◆ Document passage:
=-=-=-=-=
Despite this clear opposition, there are still schools and academy chains in Bradford pushing for a 1 June opening. It is essential that the NEU harnesses its members’ renewed enthusiasm and stands firm against an unsafe return. The NEU must immediately inform all members that it will support a collective refusal to return to work, and empower local officers and reps to organise this.

Moreover, after this crisis the NEU must use its newly emboldened membership to fight for a fairer education system with higher pay, a reduced workload, and a focus on students’ wellbeing and enrichment as opposed to exams and league tables.

James Ellis, Bradford NEU

Hull: new members get active

More than 70 new members have joined Hull NEU in the last few weeks, and 50 have joined since Johnson’s announcement. A feature of those joining is that they quickly volunteer to be active as reps. We have held regular meetings of officers and reps to keep members in touch, and put out regular bulletins to all members. More than 60 members attended our all-members Zoom meeting.
=-=-=-=-=
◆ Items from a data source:
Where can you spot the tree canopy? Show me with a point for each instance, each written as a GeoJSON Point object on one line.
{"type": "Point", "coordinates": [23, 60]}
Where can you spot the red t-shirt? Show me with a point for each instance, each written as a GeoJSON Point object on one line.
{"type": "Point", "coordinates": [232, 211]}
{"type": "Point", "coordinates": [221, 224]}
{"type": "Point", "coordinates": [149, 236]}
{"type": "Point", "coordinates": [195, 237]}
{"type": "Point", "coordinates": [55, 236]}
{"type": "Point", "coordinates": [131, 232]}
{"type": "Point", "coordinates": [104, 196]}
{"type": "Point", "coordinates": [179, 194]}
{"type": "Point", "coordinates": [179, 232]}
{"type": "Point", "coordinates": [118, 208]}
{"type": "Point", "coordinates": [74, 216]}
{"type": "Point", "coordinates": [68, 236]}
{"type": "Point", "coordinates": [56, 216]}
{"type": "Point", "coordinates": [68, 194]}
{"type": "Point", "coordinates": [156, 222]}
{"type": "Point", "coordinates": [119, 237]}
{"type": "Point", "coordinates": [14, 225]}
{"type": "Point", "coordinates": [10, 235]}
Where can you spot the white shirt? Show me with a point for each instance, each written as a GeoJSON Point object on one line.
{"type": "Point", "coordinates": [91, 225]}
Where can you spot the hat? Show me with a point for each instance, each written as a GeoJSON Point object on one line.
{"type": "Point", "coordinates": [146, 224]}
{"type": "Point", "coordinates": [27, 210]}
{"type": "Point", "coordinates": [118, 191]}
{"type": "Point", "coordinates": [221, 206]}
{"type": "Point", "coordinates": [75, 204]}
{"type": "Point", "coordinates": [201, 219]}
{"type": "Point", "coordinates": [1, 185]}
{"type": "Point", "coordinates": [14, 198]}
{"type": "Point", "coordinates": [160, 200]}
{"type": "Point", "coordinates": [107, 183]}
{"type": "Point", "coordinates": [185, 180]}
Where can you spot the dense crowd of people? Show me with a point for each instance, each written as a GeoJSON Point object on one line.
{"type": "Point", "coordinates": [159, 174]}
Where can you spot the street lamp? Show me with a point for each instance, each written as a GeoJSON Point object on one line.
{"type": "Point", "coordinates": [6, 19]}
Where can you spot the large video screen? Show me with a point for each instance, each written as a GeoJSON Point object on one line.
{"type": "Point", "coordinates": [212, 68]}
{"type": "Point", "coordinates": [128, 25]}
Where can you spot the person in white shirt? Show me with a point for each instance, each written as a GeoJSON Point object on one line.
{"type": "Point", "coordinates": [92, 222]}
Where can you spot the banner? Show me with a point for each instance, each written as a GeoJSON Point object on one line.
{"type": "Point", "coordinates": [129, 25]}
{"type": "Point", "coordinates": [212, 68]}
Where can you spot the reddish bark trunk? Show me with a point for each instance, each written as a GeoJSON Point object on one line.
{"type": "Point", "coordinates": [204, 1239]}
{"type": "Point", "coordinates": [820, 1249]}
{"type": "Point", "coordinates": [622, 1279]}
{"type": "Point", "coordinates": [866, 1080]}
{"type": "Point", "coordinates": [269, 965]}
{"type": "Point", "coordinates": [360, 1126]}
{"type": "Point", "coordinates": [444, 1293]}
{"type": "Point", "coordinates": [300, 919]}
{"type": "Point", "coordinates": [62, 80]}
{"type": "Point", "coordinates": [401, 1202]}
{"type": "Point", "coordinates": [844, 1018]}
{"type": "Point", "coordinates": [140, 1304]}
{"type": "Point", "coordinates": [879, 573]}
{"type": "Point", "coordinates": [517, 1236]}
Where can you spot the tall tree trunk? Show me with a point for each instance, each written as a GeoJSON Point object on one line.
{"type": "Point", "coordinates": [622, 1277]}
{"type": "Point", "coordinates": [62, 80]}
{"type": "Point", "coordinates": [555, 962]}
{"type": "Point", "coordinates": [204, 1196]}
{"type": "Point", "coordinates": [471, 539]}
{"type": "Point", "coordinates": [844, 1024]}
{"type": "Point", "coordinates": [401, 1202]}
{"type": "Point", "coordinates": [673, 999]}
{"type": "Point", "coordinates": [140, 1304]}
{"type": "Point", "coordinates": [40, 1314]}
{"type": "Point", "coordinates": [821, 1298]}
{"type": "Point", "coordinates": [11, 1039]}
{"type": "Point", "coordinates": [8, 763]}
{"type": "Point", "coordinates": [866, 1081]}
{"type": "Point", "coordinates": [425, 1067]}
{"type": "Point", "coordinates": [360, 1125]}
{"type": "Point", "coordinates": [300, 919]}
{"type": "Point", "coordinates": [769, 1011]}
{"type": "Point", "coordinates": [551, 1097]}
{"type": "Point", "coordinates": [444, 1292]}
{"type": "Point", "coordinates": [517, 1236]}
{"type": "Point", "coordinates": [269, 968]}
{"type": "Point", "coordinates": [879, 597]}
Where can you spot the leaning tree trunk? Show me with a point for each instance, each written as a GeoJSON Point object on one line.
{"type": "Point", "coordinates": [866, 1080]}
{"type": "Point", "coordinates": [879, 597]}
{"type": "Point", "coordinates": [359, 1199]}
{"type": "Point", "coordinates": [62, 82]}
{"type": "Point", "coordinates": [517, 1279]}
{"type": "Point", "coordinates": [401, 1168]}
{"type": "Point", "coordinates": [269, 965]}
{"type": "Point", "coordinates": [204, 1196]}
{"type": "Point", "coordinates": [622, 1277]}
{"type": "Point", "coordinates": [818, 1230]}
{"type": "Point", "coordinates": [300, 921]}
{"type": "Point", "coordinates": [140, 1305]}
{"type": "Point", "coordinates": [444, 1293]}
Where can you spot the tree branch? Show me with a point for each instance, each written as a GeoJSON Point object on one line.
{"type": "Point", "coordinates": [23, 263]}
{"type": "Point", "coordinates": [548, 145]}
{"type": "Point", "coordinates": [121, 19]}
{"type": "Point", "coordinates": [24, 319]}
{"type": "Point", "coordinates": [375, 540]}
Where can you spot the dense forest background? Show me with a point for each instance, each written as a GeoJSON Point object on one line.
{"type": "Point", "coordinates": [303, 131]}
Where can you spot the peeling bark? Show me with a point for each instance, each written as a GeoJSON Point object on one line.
=-=-=-=-=
◆ What to do:
- 1) Reproduce word for word the part of the NEU report that starts with "Moreover, after this" and ends with "and league tables.".
- 2) Answer these from the NEU report:
(a) What opening date are some Bradford schools and academy chains pushing for?
(b) How many new members have joined Hull NEU in the last few weeks?
(c) How many members attended the Hull all-members Zoom meeting?
None of this data is needed.

◆ Answers by task:
- 1)
Moreover, after this crisis the NEU must use its newly emboldened membership to fight for a fairer education system with higher pay, a reduced workload, and a focus on students’ wellbeing and enrichment as opposed to exams and league tables.

- 2)
(a) 1 June
(b) More than 70
(c) More than 60